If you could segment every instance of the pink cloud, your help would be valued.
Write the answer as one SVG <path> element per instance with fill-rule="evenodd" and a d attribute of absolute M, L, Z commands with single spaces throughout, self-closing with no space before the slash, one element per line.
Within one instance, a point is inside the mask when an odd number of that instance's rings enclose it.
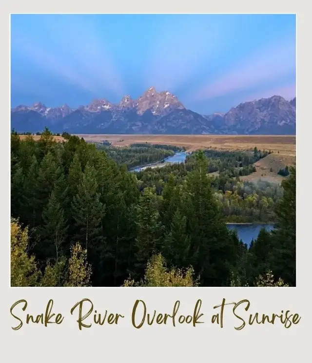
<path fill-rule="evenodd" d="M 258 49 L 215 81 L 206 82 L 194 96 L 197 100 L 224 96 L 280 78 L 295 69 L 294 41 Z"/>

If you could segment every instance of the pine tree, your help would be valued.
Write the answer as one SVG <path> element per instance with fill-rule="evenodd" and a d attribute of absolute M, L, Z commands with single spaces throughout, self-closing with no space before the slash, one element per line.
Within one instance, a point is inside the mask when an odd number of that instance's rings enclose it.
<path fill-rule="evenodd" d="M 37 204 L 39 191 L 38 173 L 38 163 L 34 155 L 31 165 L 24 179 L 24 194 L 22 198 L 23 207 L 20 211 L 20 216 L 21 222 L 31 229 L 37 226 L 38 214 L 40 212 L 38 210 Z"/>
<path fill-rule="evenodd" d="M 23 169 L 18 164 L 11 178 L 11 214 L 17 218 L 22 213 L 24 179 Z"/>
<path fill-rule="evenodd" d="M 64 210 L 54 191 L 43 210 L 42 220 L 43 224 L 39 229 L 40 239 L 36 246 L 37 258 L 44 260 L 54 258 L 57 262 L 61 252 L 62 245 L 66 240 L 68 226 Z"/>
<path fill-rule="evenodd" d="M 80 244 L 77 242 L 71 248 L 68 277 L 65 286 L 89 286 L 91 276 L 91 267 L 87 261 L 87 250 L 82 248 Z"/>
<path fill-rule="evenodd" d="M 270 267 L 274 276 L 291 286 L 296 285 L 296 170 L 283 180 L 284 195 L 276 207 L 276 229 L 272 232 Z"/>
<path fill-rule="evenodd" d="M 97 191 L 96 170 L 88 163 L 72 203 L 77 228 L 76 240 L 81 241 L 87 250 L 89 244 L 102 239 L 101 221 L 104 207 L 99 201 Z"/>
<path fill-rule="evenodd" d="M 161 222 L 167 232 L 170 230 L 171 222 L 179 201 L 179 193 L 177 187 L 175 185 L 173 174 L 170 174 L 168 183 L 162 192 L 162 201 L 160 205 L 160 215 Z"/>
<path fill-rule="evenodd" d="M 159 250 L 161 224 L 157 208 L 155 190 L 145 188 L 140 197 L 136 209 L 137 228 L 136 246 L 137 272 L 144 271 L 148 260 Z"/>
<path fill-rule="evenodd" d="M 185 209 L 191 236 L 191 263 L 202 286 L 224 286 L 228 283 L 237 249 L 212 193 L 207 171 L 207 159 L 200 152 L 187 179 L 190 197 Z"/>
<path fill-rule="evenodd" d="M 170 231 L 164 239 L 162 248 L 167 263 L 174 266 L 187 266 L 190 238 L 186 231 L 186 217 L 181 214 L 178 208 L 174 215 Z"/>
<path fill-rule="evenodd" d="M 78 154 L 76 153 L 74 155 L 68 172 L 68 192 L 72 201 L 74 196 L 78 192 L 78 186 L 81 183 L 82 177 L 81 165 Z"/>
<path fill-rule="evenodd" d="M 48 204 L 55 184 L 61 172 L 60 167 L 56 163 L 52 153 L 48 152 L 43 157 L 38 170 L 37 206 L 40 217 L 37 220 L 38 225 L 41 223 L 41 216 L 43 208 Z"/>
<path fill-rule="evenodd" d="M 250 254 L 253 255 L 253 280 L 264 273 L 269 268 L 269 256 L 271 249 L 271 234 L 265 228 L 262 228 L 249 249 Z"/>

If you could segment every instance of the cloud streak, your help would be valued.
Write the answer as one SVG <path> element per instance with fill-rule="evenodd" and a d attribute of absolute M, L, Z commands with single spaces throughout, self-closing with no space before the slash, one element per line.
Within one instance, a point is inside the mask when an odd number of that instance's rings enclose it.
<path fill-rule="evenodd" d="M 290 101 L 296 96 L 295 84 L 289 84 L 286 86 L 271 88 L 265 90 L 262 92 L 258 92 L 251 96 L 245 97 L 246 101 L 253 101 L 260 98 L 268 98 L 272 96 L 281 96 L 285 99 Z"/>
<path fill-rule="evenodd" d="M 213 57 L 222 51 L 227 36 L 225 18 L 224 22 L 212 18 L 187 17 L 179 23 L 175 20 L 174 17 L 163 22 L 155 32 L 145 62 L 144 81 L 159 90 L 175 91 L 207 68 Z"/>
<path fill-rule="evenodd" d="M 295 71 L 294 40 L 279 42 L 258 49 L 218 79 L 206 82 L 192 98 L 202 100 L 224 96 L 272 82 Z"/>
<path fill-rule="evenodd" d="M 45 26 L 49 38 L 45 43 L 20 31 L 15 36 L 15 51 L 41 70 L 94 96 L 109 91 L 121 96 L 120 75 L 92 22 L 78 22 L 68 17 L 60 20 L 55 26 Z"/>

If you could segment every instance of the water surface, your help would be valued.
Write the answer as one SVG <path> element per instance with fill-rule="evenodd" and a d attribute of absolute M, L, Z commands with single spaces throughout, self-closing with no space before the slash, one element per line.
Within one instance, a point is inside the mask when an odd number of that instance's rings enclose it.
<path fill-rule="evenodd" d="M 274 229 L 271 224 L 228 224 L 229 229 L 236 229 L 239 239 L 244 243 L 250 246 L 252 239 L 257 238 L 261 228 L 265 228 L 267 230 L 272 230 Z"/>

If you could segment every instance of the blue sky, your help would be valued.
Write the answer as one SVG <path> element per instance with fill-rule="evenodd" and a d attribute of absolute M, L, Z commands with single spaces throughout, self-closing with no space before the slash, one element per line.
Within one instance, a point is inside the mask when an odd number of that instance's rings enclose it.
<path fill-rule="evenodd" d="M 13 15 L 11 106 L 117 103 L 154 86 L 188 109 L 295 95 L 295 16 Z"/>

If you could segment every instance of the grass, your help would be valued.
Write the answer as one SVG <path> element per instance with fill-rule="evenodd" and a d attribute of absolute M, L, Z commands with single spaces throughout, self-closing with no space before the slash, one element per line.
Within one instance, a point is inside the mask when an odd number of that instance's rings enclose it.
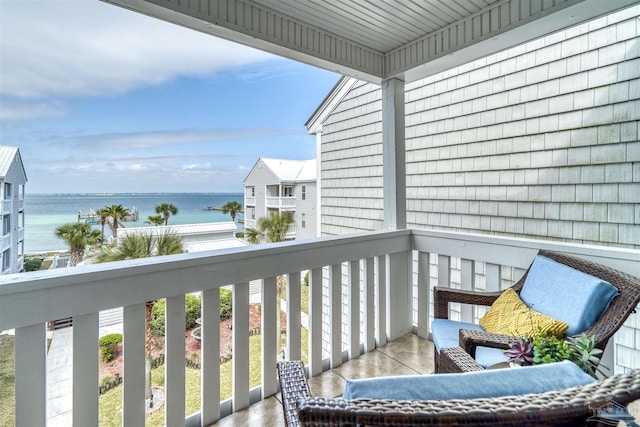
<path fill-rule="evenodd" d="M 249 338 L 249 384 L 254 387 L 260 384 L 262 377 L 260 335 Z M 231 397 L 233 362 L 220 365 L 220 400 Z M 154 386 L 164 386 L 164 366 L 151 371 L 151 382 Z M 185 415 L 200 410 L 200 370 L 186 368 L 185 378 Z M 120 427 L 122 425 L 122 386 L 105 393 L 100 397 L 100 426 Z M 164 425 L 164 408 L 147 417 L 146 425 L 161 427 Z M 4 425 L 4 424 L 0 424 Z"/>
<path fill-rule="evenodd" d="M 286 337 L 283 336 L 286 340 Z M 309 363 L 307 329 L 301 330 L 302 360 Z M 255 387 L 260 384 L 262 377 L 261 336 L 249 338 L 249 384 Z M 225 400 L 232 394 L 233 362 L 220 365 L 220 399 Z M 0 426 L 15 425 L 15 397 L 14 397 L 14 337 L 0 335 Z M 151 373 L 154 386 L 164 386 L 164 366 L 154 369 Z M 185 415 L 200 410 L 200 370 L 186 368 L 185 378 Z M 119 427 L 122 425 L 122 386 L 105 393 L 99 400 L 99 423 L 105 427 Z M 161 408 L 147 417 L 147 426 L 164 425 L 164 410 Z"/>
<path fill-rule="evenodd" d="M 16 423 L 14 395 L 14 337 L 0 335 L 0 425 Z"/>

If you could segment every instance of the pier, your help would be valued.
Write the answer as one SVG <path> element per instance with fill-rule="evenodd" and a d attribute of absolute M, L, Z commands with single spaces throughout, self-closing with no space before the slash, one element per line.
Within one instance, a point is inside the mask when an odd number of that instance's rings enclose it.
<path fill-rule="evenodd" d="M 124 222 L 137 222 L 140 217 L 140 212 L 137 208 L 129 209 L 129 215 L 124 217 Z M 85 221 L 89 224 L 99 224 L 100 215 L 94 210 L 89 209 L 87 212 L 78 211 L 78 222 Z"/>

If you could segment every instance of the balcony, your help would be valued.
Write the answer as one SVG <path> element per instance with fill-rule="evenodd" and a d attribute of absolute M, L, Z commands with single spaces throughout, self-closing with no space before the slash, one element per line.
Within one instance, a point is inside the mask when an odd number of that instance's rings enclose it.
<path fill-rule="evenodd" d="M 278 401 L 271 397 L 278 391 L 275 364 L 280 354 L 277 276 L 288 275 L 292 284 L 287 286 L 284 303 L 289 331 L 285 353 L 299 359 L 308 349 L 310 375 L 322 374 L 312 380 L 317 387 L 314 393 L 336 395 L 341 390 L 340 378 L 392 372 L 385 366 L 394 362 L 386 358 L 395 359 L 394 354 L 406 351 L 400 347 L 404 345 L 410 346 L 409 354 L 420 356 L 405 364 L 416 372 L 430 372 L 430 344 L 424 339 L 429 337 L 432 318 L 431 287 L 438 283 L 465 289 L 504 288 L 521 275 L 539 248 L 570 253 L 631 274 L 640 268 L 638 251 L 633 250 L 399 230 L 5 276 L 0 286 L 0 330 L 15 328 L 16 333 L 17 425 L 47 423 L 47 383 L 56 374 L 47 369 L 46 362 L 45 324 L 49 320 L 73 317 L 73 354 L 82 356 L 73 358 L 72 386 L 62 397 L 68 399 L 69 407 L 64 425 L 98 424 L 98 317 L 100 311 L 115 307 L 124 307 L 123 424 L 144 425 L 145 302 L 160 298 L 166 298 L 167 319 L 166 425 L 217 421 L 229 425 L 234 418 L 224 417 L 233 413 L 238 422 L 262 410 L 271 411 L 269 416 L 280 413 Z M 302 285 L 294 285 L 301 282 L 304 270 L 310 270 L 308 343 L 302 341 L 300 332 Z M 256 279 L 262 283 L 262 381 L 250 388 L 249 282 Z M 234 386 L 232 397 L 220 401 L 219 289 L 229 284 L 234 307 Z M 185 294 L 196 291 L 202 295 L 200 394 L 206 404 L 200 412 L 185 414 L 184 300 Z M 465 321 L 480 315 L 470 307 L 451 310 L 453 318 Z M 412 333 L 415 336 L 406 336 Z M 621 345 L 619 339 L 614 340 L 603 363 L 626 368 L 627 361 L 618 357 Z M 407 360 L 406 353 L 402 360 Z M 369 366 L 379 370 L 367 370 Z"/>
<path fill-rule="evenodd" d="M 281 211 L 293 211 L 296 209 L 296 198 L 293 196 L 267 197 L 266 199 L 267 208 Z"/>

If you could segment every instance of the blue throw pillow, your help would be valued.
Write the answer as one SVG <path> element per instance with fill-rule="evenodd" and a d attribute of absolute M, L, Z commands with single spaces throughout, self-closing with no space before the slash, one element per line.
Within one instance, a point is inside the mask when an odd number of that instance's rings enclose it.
○ ○ ○ ○ ○ ○ ○
Reproduce the material verbatim, from its beginning through the line containing "258 49 L 215", and omit any pictures from your copy.

If you could segment every instance of the pink cloud, your help would be valued.
Write the answer as one SVG <path> element per instance with fill-rule="evenodd" and a d attribute of absolute M, L, Z commands with single spaces throughout, self-closing with no space before the slash, one element per line.
Within one instance, a point is inside the mask when an odd number of that instance's rings enclose it.
<path fill-rule="evenodd" d="M 258 49 L 215 81 L 206 82 L 194 96 L 197 100 L 224 96 L 280 78 L 295 69 L 294 41 Z"/>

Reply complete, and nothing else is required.